**TASK DIRECTIONS**
Please copy out the listing below word for word, leaving out the pictures.

**WORKING DATA**
— START —

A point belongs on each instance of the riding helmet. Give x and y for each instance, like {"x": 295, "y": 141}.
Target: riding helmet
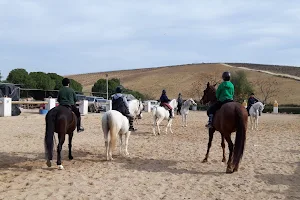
{"x": 226, "y": 76}
{"x": 65, "y": 82}
{"x": 119, "y": 89}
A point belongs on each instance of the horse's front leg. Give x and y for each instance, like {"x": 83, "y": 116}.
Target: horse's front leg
{"x": 61, "y": 139}
{"x": 223, "y": 147}
{"x": 126, "y": 142}
{"x": 70, "y": 145}
{"x": 211, "y": 135}
{"x": 120, "y": 143}
{"x": 256, "y": 123}
{"x": 170, "y": 125}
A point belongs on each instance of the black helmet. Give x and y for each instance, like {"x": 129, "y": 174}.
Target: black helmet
{"x": 65, "y": 82}
{"x": 226, "y": 76}
{"x": 119, "y": 89}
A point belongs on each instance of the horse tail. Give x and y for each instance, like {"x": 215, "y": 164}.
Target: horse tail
{"x": 240, "y": 137}
{"x": 112, "y": 130}
{"x": 49, "y": 135}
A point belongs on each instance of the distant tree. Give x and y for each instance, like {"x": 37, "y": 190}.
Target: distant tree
{"x": 75, "y": 85}
{"x": 100, "y": 87}
{"x": 20, "y": 76}
{"x": 42, "y": 80}
{"x": 268, "y": 88}
{"x": 242, "y": 86}
{"x": 57, "y": 79}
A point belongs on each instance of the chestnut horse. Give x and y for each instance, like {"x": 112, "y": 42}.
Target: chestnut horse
{"x": 231, "y": 117}
{"x": 63, "y": 121}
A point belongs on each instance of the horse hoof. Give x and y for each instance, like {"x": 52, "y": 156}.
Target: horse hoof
{"x": 229, "y": 170}
{"x": 48, "y": 163}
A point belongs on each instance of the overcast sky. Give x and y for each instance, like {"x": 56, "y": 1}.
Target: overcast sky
{"x": 80, "y": 36}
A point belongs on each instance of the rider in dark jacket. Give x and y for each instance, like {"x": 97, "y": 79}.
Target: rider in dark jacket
{"x": 179, "y": 103}
{"x": 67, "y": 97}
{"x": 164, "y": 101}
{"x": 119, "y": 103}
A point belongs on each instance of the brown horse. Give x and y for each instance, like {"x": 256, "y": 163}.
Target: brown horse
{"x": 63, "y": 121}
{"x": 229, "y": 118}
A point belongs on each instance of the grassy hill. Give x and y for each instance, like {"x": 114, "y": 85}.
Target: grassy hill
{"x": 183, "y": 78}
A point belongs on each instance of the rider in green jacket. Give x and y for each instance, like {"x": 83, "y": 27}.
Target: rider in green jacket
{"x": 224, "y": 94}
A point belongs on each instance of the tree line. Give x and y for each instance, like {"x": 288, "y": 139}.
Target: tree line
{"x": 39, "y": 80}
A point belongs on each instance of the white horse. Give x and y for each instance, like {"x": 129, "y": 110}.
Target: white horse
{"x": 255, "y": 111}
{"x": 114, "y": 123}
{"x": 135, "y": 108}
{"x": 160, "y": 113}
{"x": 185, "y": 109}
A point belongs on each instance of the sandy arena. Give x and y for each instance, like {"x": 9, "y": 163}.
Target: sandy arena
{"x": 158, "y": 167}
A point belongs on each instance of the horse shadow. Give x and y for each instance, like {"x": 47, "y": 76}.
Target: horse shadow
{"x": 158, "y": 165}
{"x": 292, "y": 181}
{"x": 25, "y": 161}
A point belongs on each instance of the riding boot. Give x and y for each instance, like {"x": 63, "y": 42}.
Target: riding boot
{"x": 210, "y": 119}
{"x": 171, "y": 114}
{"x": 79, "y": 128}
{"x": 131, "y": 124}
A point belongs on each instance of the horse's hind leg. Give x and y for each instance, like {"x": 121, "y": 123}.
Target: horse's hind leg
{"x": 223, "y": 147}
{"x": 70, "y": 146}
{"x": 230, "y": 146}
{"x": 126, "y": 142}
{"x": 61, "y": 139}
{"x": 120, "y": 143}
{"x": 211, "y": 135}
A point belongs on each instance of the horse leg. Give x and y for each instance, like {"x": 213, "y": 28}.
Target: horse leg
{"x": 157, "y": 124}
{"x": 230, "y": 146}
{"x": 154, "y": 124}
{"x": 211, "y": 135}
{"x": 185, "y": 120}
{"x": 70, "y": 146}
{"x": 61, "y": 139}
{"x": 126, "y": 142}
{"x": 120, "y": 143}
{"x": 170, "y": 126}
{"x": 256, "y": 123}
{"x": 223, "y": 147}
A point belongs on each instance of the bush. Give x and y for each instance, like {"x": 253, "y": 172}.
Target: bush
{"x": 20, "y": 76}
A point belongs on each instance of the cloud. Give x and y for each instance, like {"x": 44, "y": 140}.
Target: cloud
{"x": 83, "y": 36}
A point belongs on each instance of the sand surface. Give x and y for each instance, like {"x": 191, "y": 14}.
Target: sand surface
{"x": 158, "y": 167}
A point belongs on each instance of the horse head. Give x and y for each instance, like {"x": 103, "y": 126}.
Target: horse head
{"x": 140, "y": 109}
{"x": 209, "y": 94}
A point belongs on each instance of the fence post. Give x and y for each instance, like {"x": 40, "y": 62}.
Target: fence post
{"x": 108, "y": 105}
{"x": 83, "y": 107}
{"x": 244, "y": 104}
{"x": 5, "y": 107}
{"x": 51, "y": 103}
{"x": 275, "y": 107}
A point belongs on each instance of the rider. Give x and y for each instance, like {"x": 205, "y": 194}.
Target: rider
{"x": 179, "y": 103}
{"x": 224, "y": 94}
{"x": 164, "y": 101}
{"x": 119, "y": 103}
{"x": 67, "y": 97}
{"x": 252, "y": 100}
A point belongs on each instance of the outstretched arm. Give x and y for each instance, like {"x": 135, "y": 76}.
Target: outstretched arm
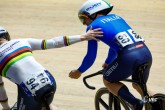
{"x": 63, "y": 41}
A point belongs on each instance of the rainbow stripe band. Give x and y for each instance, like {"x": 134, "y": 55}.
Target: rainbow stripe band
{"x": 12, "y": 58}
{"x": 43, "y": 44}
{"x": 66, "y": 41}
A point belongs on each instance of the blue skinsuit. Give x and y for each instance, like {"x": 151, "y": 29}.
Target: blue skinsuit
{"x": 120, "y": 37}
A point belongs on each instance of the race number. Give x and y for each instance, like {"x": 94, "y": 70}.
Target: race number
{"x": 135, "y": 36}
{"x": 124, "y": 39}
{"x": 37, "y": 81}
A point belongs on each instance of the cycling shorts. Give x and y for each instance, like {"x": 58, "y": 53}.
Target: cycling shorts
{"x": 125, "y": 65}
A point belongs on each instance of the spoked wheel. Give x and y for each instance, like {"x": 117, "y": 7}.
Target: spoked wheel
{"x": 106, "y": 100}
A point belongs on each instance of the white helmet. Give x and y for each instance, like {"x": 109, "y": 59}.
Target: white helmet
{"x": 93, "y": 6}
{"x": 4, "y": 34}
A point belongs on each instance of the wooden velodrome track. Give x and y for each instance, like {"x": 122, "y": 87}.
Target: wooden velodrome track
{"x": 51, "y": 18}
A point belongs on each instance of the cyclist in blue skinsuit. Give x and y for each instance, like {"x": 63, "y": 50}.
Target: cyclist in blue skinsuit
{"x": 127, "y": 50}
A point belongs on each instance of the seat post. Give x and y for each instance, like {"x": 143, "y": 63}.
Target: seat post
{"x": 141, "y": 74}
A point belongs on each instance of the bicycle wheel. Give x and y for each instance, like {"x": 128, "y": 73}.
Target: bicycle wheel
{"x": 108, "y": 101}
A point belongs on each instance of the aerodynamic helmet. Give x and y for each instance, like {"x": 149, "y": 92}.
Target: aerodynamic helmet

— END —

**EXERCISE OUTPUT**
A point belongs on each instance of the riding helmet. Give x and y for each instance, like {"x": 295, "y": 141}.
Target: riding helmet
{"x": 226, "y": 76}
{"x": 65, "y": 82}
{"x": 119, "y": 89}
A point belongs on each instance of the horse's front leg. Give x and y for each instance, like {"x": 83, "y": 116}.
Target: horse's front leg
{"x": 61, "y": 139}
{"x": 223, "y": 147}
{"x": 126, "y": 142}
{"x": 70, "y": 145}
{"x": 211, "y": 135}
{"x": 120, "y": 143}
{"x": 256, "y": 123}
{"x": 170, "y": 125}
A point belongs on each instance of the black helmet. Give x and y for each instance, like {"x": 129, "y": 174}.
Target: black helmet
{"x": 65, "y": 82}
{"x": 226, "y": 76}
{"x": 119, "y": 89}
A point belongs on each instance of the horse tail. Give x and y for each instance, like {"x": 215, "y": 164}.
Target: horse tail
{"x": 240, "y": 137}
{"x": 112, "y": 130}
{"x": 49, "y": 135}
A point belongs on each instance of the distant tree. Give x and y for each instance, like {"x": 37, "y": 190}.
Target: distant tree
{"x": 75, "y": 85}
{"x": 100, "y": 87}
{"x": 20, "y": 76}
{"x": 42, "y": 80}
{"x": 268, "y": 88}
{"x": 242, "y": 86}
{"x": 57, "y": 79}
A point belongs on each instance of the chestnut horse. Give x and y for each instance, like {"x": 112, "y": 42}.
Target: chestnut horse
{"x": 231, "y": 117}
{"x": 63, "y": 121}
A point belongs on each instance of the horse hoof. Give x and y for each instance, like {"x": 52, "y": 156}.
Target: horse hoof
{"x": 229, "y": 170}
{"x": 48, "y": 163}
A point belongs on each instance of the overcast sky. Give x and y for each instance, like {"x": 56, "y": 1}.
Target: overcast sky
{"x": 80, "y": 36}
A point belongs on each instance of the rider in dark jacket. Give x and y for each instance, like {"x": 97, "y": 79}.
Target: rider in dark jacket
{"x": 179, "y": 103}
{"x": 67, "y": 97}
{"x": 164, "y": 101}
{"x": 119, "y": 103}
A point belongs on each instance of the brown horse. Give x and y for each instance, like {"x": 256, "y": 163}.
Target: brown horse
{"x": 63, "y": 121}
{"x": 229, "y": 118}
A point belongs on each instance of the grassy hill. Give x and y for each instance, like {"x": 114, "y": 85}.
Target: grassy hill
{"x": 183, "y": 78}
A point belongs on each instance of the rider in green jacket. Give x and y for each instance, like {"x": 83, "y": 27}.
Target: rider in green jacket
{"x": 224, "y": 94}
A point belongs on each instance of the tree line. Give x and y for each instance, like {"x": 288, "y": 139}.
Target: tree line
{"x": 39, "y": 80}
A point belongs on each instance of the white horse. Give x and y for each instance, like {"x": 129, "y": 110}.
Target: white horse
{"x": 255, "y": 111}
{"x": 114, "y": 123}
{"x": 135, "y": 108}
{"x": 160, "y": 113}
{"x": 185, "y": 109}
A point belongs on each instance of the sandy arena. Give x and y for each instance, like {"x": 9, "y": 163}.
Target: sandy arena
{"x": 158, "y": 167}
A point belongs on each instance of the horse shadow. Give x and y for each instance, like {"x": 47, "y": 76}.
Target: horse shadow
{"x": 158, "y": 165}
{"x": 292, "y": 181}
{"x": 25, "y": 161}
A point belongs on each instance of the riding boot. Give x and y for each instance, like {"x": 63, "y": 42}.
Target: riding boot
{"x": 210, "y": 119}
{"x": 171, "y": 114}
{"x": 79, "y": 128}
{"x": 131, "y": 124}
A point belongs on each instance of the horse's hind leg. Give x and y for each instance, like {"x": 121, "y": 123}.
Target: horse's hind leg
{"x": 223, "y": 147}
{"x": 70, "y": 146}
{"x": 230, "y": 146}
{"x": 126, "y": 142}
{"x": 61, "y": 139}
{"x": 120, "y": 143}
{"x": 211, "y": 135}
A point belongs on each instance of the horse leg. Give x and y for each instance, like {"x": 213, "y": 28}.
Target: horse leg
{"x": 157, "y": 124}
{"x": 230, "y": 146}
{"x": 154, "y": 124}
{"x": 211, "y": 135}
{"x": 185, "y": 120}
{"x": 70, "y": 146}
{"x": 61, "y": 139}
{"x": 126, "y": 142}
{"x": 120, "y": 143}
{"x": 170, "y": 126}
{"x": 256, "y": 123}
{"x": 223, "y": 147}
A point belongs on each instance of the bush. Give x and y for each instance, like {"x": 253, "y": 172}.
Target: bush
{"x": 20, "y": 76}
A point belongs on each instance of the cloud. Give x and y for each instance, like {"x": 44, "y": 140}.
Target: cloud
{"x": 83, "y": 36}
A point belongs on each instance of the sand surface. Give x and y for each instance, like {"x": 191, "y": 14}.
Target: sand surface
{"x": 158, "y": 167}
A point belongs on each instance of the horse head. Give x and y for each instance, like {"x": 103, "y": 126}.
Target: horse head
{"x": 140, "y": 109}
{"x": 209, "y": 94}
A point belongs on each instance of the fence post. Give x and y for each instance, like {"x": 40, "y": 62}.
Target: fence post
{"x": 108, "y": 105}
{"x": 83, "y": 107}
{"x": 244, "y": 104}
{"x": 5, "y": 107}
{"x": 51, "y": 103}
{"x": 275, "y": 107}
A point belongs on each instance of the rider. Give x and y for each instance, like {"x": 205, "y": 194}.
Target: rider
{"x": 179, "y": 103}
{"x": 224, "y": 94}
{"x": 164, "y": 101}
{"x": 119, "y": 103}
{"x": 67, "y": 97}
{"x": 252, "y": 100}
A point belongs on each instance of the outstretched arm. Give x and y for each instance, like {"x": 135, "y": 76}.
Target: outstretched arm
{"x": 63, "y": 41}
A point belongs on each instance of the rainbow stripe band. Give x and y for each instance, like {"x": 134, "y": 55}.
Target: rainbow stripe band
{"x": 12, "y": 58}
{"x": 43, "y": 44}
{"x": 66, "y": 41}
A point belongs on each instance of the blue skinsuit. Give x and y for each instance, like {"x": 151, "y": 29}.
Target: blue skinsuit
{"x": 120, "y": 37}
A point belongs on each instance of the race number. Give x and y for each instance, like {"x": 94, "y": 70}.
Target: race number
{"x": 135, "y": 36}
{"x": 124, "y": 39}
{"x": 37, "y": 81}
A point belongs on each instance of the cycling shorts. Give x and y for each instance, like {"x": 58, "y": 53}.
Target: cycling shorts
{"x": 125, "y": 65}
A point belongs on each instance of the spoked wheel. Give x and y for each instance, like {"x": 117, "y": 7}.
Target: spoked wheel
{"x": 106, "y": 100}
A point belongs on each instance of the white helmet. Give x and y for each instance, like {"x": 109, "y": 59}.
Target: white helmet
{"x": 93, "y": 6}
{"x": 4, "y": 34}
A point belongs on each instance of the wooden velodrome track. Give x and y for each instance, like {"x": 122, "y": 87}.
Target: wooden velodrome track
{"x": 51, "y": 18}
A point belongs on each instance of the cyclist in blue skinsuit. Give x and y for each instance, like {"x": 63, "y": 50}.
Target: cyclist in blue skinsuit
{"x": 127, "y": 50}
A point belongs on each instance of the seat post. Give x and y for each instance, like {"x": 143, "y": 63}.
Target: seat post
{"x": 141, "y": 74}
A point belongs on each instance of the bicycle wheel. Give x and y for each instance, like {"x": 128, "y": 73}.
Target: bicycle wheel
{"x": 108, "y": 101}
A point belongs on each instance of the aerodynamic helmet. Give x and y for each instance, like {"x": 149, "y": 92}.
Target: aerodynamic helmet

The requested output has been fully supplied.